Source extract
|---|

MAR 01, 2016

Viruses May Have An Immune System Just Like Humans

WRITTEN BY: Kara Marker
The first gigantic mimiviruses were discovered in 2007 by a research group in France. They named the virus they found “Mimivirus,” originally thought to be a bacterium because of its size, due to its diameter (0.8 µm) and genome size (1.2Mb) “mimicking” the dimensions of a bacterium (Clinical Infectious Diseases). Almost ten years later, the same group, led by Didier Raoult, PhD, has made another monumental discovery: a CRISPR-like immune system held by mimiviruses.
 


CRISPR system DNA sequences were discovered in bacteria by a Spanish microbiologist named Franciso Mojica in the 1990s. Just like humans, bacteria have to defend themselves against viral infections from microbes that specifically target bacteria, called bacteriophage. The CRISPR system works by keeping a record of short DNA sequences that correspond to sequences of the bacteriophage. When the viruses attack, the CRISPR systems identifies them as a threat and engages certain gene sequences coding for Cas enzymes that break down the bacteriophage DNA. After its discovery, the CRISPR system was “repurposed” as a gene editing technique serving a variety of purposes.

|---|

Excerpted records
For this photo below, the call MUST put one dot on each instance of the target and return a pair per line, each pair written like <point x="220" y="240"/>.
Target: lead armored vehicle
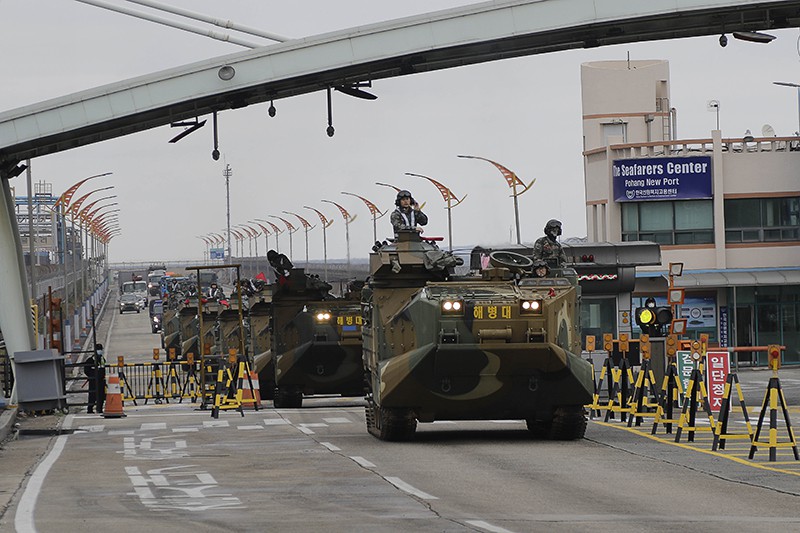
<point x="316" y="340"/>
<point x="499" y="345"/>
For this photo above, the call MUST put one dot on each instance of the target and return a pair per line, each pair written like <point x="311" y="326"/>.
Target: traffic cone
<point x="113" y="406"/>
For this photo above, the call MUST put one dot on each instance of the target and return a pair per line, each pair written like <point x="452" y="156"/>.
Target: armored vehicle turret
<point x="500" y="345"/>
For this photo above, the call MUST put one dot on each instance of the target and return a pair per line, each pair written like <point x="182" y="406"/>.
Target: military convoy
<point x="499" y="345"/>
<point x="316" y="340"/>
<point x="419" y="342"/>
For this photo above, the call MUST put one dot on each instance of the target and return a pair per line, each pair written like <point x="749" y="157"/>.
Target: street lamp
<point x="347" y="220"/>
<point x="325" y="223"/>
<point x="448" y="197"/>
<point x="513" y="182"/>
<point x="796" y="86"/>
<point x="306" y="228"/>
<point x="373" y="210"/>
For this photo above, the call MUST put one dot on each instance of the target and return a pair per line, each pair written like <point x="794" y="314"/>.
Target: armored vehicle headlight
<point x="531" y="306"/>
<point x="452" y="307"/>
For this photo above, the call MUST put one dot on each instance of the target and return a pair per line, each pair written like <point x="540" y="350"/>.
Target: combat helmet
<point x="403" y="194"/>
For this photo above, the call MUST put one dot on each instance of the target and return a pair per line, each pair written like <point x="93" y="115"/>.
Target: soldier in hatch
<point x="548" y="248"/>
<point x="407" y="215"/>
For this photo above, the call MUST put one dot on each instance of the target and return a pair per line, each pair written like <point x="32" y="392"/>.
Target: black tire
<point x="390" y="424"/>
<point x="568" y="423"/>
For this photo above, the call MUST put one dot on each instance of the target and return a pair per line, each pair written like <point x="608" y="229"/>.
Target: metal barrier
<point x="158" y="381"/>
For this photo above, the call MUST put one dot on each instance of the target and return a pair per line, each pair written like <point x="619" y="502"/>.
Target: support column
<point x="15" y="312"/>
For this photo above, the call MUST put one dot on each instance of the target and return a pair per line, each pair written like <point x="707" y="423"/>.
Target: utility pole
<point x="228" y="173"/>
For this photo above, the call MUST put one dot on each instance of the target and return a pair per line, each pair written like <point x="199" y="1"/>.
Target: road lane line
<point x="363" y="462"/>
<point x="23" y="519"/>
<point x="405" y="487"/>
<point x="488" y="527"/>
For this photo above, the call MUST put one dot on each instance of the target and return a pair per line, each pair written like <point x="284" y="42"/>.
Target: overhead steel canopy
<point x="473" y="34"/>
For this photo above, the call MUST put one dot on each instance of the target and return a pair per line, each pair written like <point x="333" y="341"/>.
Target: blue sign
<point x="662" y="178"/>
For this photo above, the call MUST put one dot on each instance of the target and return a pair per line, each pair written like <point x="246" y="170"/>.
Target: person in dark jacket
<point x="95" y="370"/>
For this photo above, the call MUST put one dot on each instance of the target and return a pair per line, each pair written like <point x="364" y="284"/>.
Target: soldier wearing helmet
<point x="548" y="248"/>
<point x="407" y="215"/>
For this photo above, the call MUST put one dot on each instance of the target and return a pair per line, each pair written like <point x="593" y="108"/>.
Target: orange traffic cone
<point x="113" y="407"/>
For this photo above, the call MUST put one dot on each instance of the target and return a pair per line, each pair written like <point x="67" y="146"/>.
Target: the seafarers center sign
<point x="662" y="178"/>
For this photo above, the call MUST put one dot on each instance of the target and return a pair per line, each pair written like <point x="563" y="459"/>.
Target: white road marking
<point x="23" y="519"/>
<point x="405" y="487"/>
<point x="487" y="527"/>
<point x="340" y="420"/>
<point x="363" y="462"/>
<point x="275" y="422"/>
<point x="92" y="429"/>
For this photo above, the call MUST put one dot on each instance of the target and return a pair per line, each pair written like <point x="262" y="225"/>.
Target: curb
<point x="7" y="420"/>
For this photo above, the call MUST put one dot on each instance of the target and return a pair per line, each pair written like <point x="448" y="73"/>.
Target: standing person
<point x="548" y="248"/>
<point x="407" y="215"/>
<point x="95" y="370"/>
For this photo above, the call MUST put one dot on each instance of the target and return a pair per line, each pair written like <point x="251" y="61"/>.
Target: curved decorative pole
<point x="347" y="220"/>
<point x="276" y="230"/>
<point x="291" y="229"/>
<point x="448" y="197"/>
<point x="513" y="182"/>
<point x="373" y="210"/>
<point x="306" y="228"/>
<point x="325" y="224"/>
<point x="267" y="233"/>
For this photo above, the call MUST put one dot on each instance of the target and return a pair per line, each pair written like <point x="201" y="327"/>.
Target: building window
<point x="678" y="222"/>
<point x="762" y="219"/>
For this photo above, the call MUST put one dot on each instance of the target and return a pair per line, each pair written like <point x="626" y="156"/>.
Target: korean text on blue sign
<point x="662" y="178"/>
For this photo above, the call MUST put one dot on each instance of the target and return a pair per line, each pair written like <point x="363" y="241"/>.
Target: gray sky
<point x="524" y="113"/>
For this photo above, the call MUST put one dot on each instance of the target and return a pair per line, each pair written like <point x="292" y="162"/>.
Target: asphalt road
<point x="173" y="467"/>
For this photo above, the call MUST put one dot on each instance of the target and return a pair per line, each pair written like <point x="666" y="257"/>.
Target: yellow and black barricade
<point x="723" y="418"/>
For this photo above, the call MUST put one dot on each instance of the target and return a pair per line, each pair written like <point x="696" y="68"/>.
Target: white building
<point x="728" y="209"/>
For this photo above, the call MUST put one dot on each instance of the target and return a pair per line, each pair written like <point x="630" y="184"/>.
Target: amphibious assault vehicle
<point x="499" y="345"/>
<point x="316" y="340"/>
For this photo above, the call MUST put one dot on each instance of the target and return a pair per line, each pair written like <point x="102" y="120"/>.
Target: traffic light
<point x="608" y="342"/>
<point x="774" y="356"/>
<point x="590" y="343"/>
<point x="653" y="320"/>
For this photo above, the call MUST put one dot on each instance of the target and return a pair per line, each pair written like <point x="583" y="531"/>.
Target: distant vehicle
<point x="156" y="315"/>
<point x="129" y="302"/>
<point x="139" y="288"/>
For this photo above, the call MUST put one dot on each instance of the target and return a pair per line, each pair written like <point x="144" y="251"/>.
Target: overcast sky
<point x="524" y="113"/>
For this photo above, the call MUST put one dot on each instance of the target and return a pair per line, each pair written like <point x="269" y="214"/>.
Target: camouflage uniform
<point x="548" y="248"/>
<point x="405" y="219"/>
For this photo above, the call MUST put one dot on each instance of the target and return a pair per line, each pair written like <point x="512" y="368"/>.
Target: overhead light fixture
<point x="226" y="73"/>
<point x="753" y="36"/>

|---|

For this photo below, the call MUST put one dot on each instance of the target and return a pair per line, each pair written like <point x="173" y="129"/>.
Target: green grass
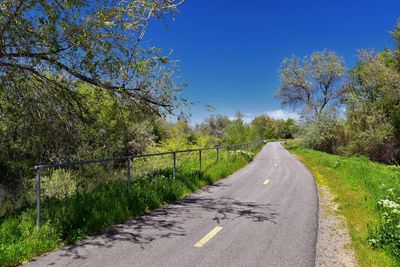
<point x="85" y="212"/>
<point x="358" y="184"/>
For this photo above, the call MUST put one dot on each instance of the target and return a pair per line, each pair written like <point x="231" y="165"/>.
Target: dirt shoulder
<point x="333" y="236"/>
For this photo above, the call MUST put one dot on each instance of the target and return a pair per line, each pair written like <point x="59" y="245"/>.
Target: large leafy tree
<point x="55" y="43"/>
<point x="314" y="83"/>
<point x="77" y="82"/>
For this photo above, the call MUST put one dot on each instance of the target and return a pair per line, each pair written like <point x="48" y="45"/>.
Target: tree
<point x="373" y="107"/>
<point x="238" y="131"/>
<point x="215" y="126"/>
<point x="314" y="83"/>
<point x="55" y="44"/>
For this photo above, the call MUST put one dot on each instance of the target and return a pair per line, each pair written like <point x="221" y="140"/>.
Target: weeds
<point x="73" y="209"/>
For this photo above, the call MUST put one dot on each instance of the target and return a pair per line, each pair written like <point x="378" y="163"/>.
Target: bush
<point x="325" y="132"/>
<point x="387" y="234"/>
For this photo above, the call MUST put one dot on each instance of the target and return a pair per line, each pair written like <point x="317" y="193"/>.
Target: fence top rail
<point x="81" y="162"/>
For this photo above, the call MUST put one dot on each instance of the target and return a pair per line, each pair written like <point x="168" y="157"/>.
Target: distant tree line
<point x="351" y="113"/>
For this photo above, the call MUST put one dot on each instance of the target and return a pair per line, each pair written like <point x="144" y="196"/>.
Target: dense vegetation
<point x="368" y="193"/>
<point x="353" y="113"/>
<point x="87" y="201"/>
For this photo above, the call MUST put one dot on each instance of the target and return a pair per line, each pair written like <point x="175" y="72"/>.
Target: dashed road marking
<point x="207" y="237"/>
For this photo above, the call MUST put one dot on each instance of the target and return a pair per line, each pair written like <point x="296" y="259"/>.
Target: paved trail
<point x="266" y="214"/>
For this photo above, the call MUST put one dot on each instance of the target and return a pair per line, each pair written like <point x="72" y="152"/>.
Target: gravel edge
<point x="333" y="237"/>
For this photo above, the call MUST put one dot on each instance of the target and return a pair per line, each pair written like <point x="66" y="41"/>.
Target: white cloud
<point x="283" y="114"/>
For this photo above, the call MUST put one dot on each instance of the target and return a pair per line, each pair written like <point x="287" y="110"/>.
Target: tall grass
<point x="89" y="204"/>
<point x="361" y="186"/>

|---|

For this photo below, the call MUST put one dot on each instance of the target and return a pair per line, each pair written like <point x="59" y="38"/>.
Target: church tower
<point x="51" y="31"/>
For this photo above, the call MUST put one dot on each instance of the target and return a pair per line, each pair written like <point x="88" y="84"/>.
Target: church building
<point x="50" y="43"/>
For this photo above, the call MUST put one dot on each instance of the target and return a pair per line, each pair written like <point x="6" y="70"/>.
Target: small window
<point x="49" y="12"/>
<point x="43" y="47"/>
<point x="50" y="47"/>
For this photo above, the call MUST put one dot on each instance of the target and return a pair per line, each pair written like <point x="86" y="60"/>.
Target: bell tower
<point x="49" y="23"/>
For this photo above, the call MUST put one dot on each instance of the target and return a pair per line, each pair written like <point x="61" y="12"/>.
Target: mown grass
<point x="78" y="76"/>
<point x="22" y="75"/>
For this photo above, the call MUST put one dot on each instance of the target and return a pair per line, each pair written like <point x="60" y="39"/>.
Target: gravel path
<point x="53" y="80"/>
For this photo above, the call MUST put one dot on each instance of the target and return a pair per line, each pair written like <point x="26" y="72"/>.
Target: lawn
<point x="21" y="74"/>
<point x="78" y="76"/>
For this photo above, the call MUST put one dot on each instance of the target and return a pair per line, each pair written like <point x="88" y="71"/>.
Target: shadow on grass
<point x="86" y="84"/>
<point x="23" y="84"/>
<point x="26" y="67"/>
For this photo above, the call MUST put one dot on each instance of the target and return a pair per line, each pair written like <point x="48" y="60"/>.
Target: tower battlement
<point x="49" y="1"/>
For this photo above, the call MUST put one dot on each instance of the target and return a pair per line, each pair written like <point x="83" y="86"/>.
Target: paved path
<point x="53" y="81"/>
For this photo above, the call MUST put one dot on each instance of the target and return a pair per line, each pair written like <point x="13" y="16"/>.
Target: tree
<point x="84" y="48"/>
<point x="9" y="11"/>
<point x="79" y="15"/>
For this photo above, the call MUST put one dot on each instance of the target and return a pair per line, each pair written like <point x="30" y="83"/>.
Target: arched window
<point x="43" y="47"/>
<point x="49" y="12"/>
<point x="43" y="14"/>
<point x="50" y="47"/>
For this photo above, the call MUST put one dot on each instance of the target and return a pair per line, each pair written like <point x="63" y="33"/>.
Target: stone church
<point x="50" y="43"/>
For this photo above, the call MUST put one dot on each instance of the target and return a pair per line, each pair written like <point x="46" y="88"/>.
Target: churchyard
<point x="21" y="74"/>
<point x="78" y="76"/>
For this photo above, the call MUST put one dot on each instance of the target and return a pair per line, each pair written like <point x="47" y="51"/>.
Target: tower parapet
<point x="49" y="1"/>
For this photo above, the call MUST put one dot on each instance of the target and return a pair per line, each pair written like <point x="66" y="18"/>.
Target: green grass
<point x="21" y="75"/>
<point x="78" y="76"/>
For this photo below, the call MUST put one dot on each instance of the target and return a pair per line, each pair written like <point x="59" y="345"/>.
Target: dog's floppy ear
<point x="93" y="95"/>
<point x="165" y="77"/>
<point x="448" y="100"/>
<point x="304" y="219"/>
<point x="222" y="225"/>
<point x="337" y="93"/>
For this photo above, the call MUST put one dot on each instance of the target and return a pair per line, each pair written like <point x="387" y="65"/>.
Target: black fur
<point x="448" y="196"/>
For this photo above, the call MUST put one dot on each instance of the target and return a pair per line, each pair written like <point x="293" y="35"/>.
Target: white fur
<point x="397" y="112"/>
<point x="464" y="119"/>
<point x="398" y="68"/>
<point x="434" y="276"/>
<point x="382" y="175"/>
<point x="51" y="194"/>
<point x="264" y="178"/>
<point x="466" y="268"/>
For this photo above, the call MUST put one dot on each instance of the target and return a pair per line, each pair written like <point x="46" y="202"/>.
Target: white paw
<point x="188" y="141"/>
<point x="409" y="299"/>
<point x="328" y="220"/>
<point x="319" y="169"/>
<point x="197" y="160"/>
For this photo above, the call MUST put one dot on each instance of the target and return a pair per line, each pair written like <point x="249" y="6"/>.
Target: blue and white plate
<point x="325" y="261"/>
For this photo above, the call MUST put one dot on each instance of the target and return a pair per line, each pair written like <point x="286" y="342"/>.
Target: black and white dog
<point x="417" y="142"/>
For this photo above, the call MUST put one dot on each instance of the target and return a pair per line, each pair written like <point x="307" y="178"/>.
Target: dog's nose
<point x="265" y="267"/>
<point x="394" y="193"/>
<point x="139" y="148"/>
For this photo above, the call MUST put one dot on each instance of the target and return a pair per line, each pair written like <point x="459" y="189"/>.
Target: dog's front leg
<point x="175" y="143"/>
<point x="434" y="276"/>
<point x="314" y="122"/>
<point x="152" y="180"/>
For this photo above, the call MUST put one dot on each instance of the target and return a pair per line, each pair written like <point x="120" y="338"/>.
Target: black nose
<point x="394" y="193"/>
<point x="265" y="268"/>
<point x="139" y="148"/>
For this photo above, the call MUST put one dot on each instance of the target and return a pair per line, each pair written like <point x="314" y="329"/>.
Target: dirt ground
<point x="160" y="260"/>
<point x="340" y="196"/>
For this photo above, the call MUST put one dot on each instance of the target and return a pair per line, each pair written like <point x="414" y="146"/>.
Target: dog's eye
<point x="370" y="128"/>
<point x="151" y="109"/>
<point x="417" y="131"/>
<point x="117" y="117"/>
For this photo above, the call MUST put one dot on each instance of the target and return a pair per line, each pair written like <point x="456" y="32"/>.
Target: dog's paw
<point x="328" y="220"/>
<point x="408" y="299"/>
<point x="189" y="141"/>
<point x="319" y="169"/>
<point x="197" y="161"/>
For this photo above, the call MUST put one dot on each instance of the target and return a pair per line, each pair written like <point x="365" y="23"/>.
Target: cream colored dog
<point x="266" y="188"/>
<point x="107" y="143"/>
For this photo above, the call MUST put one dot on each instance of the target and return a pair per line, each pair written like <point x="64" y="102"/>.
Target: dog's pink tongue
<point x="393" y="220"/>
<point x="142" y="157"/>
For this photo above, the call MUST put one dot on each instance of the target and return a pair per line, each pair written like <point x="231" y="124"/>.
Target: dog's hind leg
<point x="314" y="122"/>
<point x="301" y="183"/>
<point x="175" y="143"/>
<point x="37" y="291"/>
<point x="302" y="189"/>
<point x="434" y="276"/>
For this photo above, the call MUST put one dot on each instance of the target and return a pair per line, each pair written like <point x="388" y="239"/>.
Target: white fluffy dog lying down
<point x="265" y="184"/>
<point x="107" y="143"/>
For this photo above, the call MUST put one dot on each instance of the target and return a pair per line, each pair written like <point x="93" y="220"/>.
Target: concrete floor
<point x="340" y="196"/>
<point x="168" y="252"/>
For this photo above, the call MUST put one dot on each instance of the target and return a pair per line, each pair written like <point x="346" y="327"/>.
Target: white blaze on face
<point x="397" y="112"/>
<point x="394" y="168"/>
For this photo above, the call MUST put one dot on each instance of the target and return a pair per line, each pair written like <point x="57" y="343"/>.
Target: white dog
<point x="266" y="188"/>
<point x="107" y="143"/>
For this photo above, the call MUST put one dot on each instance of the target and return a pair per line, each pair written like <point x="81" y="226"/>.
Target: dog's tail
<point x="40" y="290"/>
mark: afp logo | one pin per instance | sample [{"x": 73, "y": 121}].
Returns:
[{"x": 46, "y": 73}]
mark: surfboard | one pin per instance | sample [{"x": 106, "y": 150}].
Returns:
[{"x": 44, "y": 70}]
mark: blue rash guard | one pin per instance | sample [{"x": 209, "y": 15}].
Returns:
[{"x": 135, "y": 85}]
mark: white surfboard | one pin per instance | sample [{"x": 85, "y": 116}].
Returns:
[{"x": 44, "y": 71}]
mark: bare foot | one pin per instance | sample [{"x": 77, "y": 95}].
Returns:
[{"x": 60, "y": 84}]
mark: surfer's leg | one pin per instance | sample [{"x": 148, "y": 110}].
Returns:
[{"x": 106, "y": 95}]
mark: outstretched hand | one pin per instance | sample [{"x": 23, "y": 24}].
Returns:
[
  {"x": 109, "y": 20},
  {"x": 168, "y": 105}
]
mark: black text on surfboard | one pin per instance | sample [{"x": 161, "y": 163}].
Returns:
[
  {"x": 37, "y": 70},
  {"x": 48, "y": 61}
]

|---|

Task to carry out
Quote the mimivirus article above word for word, starting with "WRITTEN BY: Kara" and going on through "held by mimiviruses.".

Your solution
WRITTEN BY: Kara Marker
The first gigantic mimiviruses were discovered in 2007 by a research group in France. They named the virus they found “Mimivirus,” originally thought to be a bacterium because of its size, due to its diameter (0.8 µm) and genome size (1.2Mb) “mimicking” the dimensions of a bacterium (Clinical Infectious Diseases). Almost ten years later, the same group, led by Didier Raoult, PhD, has made another monumental discovery: a CRISPR-like immune system held by mimiviruses.